Your goal:
Which lines hold the word "granite"? Copy each of them from the material.

Data shown:
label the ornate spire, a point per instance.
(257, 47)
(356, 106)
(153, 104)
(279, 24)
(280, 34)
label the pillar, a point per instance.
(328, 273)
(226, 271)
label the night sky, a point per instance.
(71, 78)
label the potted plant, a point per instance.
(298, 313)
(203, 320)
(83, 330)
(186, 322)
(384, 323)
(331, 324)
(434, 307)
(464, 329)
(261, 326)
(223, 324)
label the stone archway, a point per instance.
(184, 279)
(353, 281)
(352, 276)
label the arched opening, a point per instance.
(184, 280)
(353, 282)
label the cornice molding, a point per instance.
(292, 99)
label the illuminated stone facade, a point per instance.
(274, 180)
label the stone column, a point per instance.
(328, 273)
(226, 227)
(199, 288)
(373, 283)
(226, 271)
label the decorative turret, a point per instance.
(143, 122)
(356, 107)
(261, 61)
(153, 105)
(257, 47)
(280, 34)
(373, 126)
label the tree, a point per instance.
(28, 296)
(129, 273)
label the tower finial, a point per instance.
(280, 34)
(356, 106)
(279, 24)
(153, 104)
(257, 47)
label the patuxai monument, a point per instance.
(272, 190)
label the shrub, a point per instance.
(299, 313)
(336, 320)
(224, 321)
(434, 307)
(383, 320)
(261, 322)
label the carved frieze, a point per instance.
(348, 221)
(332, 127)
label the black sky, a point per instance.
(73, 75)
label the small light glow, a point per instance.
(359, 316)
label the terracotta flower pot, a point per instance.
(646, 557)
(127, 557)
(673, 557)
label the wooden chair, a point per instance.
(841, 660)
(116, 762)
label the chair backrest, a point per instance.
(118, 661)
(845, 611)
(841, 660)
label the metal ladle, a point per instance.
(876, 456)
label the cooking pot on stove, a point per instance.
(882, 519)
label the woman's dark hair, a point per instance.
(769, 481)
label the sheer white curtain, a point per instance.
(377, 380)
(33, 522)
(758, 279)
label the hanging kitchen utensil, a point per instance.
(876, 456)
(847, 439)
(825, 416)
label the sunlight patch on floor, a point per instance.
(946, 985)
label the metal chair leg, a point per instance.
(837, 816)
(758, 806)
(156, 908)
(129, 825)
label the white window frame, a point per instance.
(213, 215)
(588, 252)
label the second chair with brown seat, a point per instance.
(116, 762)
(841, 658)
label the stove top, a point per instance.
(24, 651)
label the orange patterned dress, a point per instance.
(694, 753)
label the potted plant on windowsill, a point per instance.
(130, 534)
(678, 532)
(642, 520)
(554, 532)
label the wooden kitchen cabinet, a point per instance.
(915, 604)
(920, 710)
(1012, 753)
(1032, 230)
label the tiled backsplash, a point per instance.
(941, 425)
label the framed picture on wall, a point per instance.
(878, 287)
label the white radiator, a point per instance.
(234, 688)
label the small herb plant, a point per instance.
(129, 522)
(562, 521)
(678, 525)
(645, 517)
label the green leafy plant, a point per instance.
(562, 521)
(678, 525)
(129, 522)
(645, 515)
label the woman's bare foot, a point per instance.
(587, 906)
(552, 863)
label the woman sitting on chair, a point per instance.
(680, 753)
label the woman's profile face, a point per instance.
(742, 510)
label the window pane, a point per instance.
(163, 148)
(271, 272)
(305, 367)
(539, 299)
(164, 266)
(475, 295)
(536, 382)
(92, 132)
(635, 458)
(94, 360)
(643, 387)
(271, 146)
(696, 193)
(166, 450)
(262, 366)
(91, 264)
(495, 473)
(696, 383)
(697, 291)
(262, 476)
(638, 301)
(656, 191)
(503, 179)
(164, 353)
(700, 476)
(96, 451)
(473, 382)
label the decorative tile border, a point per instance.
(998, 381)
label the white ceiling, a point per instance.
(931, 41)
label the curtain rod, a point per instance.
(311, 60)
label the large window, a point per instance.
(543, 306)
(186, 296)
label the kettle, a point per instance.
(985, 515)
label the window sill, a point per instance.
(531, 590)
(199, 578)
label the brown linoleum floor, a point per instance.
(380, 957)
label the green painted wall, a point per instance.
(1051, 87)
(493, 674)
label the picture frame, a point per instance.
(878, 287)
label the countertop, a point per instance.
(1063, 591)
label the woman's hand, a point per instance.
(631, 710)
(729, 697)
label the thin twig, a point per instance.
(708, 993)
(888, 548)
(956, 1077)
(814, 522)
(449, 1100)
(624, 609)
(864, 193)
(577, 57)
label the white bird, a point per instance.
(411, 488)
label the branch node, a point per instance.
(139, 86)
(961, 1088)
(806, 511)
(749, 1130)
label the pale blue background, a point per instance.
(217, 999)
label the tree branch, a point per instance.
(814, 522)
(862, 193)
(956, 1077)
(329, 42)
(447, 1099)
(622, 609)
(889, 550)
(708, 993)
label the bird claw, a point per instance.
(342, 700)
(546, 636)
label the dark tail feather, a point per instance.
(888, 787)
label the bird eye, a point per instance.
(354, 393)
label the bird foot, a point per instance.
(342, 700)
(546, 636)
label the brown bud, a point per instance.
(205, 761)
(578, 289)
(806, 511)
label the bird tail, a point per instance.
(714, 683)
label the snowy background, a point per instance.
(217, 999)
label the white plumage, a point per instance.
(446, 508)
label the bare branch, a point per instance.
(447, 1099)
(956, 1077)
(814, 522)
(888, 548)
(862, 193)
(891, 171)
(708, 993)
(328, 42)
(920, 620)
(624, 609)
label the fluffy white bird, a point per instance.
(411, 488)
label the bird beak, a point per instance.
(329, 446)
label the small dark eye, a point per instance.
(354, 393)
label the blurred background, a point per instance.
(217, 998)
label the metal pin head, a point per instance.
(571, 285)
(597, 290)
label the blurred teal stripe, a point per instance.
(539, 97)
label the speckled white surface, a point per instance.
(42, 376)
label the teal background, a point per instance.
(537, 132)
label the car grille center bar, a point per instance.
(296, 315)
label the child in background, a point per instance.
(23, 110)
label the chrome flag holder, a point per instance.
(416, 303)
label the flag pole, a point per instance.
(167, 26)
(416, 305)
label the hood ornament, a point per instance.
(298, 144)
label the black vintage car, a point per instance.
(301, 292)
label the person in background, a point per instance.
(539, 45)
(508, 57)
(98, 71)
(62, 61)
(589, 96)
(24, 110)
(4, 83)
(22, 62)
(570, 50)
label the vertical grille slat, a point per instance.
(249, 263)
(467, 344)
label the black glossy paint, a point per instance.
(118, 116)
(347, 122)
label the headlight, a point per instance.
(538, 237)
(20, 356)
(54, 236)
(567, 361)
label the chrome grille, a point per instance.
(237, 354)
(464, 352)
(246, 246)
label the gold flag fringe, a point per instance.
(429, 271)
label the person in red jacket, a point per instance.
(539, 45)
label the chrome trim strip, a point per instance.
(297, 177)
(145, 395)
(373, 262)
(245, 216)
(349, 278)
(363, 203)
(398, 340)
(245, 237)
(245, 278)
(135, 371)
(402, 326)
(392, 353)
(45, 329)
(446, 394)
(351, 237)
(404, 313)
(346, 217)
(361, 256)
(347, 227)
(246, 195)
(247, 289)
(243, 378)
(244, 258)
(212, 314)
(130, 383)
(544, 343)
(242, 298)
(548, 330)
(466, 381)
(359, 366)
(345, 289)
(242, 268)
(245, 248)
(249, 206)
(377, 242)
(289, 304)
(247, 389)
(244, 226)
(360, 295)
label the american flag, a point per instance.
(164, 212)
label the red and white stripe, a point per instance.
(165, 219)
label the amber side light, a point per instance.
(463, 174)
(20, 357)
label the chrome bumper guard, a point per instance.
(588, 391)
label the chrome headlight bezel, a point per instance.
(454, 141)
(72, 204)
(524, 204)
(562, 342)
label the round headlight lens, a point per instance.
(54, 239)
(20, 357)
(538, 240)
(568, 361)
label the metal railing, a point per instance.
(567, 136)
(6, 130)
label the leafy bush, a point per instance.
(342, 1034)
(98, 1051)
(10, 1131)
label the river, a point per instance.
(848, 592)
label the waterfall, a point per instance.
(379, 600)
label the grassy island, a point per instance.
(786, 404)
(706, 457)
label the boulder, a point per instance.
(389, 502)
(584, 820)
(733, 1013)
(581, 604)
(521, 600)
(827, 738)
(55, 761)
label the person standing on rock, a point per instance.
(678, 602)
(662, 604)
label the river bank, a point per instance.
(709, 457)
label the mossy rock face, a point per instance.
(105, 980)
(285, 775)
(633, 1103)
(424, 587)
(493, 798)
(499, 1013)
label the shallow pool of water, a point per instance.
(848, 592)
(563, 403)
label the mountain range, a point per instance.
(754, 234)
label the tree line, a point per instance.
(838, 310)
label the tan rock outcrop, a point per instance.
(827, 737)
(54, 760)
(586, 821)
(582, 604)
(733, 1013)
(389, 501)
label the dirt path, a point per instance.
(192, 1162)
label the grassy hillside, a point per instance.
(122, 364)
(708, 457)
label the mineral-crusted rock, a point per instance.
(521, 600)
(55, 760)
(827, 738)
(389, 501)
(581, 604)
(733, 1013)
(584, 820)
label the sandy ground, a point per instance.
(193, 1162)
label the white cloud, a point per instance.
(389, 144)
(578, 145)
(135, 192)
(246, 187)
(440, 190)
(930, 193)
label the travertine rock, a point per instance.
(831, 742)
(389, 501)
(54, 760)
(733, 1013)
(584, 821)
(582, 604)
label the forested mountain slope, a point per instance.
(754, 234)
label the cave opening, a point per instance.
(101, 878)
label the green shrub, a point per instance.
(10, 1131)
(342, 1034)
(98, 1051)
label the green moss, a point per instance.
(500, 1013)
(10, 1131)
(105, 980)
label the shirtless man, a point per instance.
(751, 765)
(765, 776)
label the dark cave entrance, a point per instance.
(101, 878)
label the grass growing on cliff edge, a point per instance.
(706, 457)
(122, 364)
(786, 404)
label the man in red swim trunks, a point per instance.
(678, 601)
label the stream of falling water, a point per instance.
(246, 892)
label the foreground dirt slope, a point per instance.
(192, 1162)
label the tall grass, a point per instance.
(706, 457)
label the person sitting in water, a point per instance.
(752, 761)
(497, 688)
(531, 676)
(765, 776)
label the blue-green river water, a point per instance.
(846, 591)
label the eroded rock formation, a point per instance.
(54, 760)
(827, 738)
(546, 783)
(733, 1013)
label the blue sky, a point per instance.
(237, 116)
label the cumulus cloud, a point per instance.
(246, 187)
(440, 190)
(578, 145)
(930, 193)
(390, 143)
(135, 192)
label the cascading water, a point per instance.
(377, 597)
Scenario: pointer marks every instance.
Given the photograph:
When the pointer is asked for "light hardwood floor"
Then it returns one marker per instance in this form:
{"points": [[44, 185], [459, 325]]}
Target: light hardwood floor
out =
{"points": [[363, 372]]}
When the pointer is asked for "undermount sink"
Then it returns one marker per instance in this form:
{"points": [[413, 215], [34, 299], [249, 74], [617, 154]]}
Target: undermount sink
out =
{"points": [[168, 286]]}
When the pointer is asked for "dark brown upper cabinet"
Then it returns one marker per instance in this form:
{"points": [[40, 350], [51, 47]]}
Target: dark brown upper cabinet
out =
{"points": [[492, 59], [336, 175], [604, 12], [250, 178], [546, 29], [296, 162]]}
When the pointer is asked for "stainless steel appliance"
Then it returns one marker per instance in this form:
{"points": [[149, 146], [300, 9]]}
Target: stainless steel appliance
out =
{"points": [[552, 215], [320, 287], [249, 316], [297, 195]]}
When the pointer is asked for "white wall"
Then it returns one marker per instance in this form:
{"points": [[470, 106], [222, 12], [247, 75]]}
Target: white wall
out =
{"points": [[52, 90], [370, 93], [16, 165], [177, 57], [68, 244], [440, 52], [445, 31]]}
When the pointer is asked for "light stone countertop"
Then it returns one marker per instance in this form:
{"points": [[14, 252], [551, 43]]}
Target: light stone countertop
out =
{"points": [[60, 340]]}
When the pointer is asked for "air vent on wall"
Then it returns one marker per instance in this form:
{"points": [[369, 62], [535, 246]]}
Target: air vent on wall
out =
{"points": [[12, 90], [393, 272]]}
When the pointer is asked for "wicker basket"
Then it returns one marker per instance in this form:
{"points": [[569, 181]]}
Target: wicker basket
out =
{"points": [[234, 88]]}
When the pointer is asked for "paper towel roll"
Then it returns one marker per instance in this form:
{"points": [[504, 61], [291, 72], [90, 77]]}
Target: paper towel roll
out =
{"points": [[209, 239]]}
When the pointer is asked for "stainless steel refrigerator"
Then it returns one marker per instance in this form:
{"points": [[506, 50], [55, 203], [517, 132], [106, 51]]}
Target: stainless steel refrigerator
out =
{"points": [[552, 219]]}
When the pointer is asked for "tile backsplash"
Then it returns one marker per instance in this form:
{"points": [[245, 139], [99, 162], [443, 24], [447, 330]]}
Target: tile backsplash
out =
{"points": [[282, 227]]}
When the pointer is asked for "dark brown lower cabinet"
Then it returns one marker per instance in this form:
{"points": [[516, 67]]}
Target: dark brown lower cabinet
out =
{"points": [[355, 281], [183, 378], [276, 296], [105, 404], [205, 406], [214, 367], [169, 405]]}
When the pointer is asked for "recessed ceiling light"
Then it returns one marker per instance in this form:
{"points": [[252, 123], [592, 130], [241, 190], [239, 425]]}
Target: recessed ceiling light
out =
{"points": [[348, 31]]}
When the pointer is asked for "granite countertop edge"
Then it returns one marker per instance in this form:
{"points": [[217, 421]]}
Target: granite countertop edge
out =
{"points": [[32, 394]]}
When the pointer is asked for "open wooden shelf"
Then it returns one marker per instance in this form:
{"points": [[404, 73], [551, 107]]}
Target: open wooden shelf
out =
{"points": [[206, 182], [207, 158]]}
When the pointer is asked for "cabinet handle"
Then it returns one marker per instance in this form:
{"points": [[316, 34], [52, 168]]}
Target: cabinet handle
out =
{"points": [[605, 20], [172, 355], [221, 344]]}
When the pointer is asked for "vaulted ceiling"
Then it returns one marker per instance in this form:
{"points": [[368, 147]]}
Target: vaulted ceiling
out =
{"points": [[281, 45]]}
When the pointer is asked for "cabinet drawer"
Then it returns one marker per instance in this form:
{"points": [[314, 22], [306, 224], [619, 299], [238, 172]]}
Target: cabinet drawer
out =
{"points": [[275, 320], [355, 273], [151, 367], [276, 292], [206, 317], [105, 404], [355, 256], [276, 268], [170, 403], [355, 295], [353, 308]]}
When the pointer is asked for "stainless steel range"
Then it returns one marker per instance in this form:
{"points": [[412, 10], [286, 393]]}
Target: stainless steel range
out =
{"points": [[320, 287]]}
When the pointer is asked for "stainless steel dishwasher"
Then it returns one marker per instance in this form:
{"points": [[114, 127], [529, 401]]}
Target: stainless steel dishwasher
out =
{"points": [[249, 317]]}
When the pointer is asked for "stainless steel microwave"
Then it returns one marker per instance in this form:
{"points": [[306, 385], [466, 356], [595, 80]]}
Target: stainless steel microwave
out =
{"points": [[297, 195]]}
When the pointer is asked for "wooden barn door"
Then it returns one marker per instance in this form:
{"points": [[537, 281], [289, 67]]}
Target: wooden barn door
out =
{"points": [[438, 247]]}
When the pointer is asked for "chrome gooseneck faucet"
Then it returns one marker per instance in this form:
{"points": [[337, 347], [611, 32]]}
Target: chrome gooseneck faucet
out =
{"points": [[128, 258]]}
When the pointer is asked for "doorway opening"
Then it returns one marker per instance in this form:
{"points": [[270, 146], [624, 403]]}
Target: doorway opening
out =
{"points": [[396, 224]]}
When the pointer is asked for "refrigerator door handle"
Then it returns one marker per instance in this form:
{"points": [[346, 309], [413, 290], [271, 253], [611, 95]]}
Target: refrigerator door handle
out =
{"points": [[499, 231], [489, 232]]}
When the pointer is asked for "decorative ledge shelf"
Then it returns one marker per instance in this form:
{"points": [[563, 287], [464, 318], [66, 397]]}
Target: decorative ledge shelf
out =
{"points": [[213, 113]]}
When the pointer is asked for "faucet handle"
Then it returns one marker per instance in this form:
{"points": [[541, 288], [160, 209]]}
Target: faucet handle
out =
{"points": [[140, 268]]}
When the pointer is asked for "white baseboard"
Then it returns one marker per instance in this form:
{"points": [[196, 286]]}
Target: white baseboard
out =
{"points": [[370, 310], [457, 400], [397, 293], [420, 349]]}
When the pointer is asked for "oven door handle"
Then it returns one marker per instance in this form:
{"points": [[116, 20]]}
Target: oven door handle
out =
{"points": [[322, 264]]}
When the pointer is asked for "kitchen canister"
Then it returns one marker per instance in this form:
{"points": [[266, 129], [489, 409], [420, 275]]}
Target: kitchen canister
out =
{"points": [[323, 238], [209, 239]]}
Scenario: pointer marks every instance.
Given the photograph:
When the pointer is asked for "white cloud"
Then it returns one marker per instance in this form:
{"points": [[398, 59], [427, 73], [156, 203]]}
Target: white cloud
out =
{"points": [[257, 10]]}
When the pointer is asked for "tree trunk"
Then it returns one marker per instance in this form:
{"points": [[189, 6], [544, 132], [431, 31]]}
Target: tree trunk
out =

Response to the exercise:
When the pointer is asked for "granite countertop edge"
Target: granite countertop edge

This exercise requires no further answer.